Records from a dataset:
_ _ _ _ _ _ _

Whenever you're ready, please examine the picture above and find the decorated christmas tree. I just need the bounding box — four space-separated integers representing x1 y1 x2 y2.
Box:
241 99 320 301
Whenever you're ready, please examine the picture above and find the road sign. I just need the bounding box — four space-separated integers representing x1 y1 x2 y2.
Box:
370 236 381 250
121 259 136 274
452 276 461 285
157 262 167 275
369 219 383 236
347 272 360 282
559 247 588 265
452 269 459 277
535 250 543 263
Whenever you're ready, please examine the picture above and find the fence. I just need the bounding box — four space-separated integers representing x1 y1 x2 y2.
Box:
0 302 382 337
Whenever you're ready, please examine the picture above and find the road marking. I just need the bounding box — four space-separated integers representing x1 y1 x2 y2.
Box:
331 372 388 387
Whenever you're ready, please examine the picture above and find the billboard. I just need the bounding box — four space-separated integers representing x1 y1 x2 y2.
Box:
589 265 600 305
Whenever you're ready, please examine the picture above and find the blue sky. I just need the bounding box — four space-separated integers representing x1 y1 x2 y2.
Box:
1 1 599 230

_ _ _ _ _ _ _

- **Task brief**: In full and without alteration, retype the entries above.

- **Finished task**:
Whenever you're ready, please examine the picture above and find the decorated christmas tree. I just need the bounding box — four space-separated integers representing x1 y1 x2 y2.
Box:
241 99 320 301
Whenever you're ready, please examine the picture above and find the road sign. I just need the bounding box — four space-separated integers representing x1 y1 x2 y2.
Box:
370 236 381 250
121 259 136 274
452 276 461 285
157 262 167 275
369 219 383 236
347 272 360 282
559 247 588 265
452 269 459 277
535 250 543 263
Whenever you're ready, please examine the picture above and find the fence. I just need the bounding box — four space-separated integers representing x1 y1 x2 y2.
Box:
0 302 382 337
Whenever you're ready, please examine the picture above and find the road marking. I just need the bounding box — four space-separated integers representing x1 y1 x2 y2.
Box:
331 372 388 387
Whenever you're ready, please examine the picture above and find the billboard. I just need the bounding box — four space-separated integers representing x1 y1 x2 y2.
Box:
589 265 600 305
Whenever you're ready, please examine the picture above and find the blue sky. I just need the bounding box — four space-separated integers representing x1 y1 x2 y2.
Box:
1 1 599 230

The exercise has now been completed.